* WORK INSTRUCTIONS
The answer should hold only the line with "One point marks each instance of the long" and each line after it through the last line of the material, exactly.

=== RECORDS TO USE ===

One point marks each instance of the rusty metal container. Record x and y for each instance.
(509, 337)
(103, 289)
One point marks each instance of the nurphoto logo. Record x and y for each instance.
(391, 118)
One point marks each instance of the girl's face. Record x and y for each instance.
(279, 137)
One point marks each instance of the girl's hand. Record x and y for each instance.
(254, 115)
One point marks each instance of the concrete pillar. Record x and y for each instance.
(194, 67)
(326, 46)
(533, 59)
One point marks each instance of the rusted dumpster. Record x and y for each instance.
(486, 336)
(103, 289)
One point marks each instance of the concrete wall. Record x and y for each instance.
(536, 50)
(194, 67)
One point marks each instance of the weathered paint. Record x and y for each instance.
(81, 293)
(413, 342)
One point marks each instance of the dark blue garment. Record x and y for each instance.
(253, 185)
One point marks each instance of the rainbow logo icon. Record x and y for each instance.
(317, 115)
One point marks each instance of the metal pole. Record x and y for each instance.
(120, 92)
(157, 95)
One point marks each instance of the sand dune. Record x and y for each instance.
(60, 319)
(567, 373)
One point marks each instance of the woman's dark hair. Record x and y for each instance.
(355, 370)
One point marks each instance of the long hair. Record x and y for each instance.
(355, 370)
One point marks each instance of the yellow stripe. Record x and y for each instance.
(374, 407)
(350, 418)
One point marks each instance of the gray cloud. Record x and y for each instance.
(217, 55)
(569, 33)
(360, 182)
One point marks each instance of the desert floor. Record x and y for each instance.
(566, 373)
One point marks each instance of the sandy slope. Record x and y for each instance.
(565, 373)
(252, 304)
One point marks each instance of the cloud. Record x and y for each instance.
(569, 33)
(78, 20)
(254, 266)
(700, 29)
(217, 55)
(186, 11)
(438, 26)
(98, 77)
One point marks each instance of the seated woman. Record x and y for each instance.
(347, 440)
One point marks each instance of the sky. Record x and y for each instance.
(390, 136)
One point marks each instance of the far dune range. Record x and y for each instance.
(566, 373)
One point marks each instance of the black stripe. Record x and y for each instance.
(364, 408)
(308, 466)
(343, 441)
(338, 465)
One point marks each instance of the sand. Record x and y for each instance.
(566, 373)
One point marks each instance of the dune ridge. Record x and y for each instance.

===

* RESULT
One point marks each instance of the long hair. Record x and y for each instance.
(355, 370)
One point marks each instance of the yellow stripe. Record x and y for each instance.
(374, 407)
(350, 418)
One point marks each instance of the gray cloud. Record x and y for each instance.
(217, 55)
(569, 33)
(360, 182)
One point marks each instance of the desert floor. Record x and y for each instance.
(566, 373)
One point marks each instance of the sandy slope. Record x and y for each instance.
(565, 373)
(252, 304)
One point marks each instance of the cloud. Record x and y for each instance.
(569, 33)
(78, 20)
(254, 266)
(700, 29)
(217, 55)
(186, 11)
(438, 26)
(98, 77)
One point marks each instance of the seated woman. Record x and y for each instance.
(347, 440)
One point marks each instance of the sky. Record x and y for each instance.
(390, 136)
One point marks each instance of the far dune range. Record x and y for each instance.
(566, 373)
One point marks each instance of the black stripe. Record x and y for each instance.
(364, 408)
(308, 466)
(343, 441)
(338, 465)
One point marks each instance of the sand. Record x and y for each instance.
(566, 373)
One point marks each instance of the dune ridge. Record x and y for each instance.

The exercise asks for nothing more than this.